**GIVEN PROBLEM**
Count the lines in the data below that contain the string "roof", matching case exactly. Reply with the number alone.

**DATA SUPPLIED**

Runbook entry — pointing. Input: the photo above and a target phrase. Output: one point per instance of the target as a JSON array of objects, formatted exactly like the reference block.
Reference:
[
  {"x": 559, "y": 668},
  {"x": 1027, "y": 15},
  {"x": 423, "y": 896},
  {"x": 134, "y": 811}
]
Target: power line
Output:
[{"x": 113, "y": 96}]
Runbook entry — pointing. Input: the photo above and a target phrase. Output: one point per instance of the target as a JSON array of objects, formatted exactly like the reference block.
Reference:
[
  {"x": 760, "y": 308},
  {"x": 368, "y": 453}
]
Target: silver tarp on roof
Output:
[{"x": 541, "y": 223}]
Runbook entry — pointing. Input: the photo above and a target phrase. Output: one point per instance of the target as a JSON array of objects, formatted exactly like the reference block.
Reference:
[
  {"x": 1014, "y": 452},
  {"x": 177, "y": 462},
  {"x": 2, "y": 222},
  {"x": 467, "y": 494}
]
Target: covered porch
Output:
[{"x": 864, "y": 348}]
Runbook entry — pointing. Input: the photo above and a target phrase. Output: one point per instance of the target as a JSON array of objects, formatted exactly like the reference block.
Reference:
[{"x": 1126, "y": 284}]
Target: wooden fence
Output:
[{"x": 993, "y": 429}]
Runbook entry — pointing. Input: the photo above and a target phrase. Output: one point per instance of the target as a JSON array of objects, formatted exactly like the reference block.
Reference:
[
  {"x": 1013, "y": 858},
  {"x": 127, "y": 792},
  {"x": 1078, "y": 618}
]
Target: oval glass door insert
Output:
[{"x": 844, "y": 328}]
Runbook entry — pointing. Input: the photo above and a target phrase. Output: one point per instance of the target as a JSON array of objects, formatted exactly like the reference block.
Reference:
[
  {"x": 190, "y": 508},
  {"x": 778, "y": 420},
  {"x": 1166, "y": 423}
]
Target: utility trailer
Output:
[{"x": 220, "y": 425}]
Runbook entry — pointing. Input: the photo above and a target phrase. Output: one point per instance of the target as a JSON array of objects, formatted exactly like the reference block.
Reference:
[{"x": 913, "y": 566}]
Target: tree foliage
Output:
...
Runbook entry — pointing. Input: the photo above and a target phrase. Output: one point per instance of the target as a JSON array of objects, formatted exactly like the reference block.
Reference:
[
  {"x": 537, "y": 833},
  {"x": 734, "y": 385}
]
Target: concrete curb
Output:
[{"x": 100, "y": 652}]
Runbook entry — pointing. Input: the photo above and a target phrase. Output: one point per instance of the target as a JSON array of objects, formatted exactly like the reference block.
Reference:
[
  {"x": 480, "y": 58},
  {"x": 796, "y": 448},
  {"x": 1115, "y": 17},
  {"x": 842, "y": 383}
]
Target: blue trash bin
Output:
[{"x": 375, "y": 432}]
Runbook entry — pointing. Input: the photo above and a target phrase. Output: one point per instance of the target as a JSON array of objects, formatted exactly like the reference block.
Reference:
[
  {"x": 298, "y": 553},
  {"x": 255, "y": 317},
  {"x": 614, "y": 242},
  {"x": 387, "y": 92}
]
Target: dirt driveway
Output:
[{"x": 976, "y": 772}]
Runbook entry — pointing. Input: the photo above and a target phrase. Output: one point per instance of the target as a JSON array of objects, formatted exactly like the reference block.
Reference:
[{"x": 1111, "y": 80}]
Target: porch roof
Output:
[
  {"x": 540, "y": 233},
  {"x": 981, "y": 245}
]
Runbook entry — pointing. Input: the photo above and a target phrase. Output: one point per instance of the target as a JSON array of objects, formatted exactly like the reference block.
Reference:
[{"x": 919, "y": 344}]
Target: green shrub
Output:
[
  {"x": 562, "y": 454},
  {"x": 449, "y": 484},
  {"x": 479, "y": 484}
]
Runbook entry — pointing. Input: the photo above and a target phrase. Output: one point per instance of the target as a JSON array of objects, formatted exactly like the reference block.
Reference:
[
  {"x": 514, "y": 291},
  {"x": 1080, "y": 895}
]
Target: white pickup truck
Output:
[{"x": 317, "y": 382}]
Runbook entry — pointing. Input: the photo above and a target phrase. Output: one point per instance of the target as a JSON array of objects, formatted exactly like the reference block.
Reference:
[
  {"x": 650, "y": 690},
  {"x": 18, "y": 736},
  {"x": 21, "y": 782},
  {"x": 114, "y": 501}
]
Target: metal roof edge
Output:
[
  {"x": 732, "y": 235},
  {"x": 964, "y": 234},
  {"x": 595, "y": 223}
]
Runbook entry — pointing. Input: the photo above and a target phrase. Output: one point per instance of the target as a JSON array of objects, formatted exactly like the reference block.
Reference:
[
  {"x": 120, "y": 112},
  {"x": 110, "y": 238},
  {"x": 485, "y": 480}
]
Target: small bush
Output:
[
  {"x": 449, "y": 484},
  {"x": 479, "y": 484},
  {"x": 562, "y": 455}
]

**OUTPUT FOR THIS EXERCISE**
3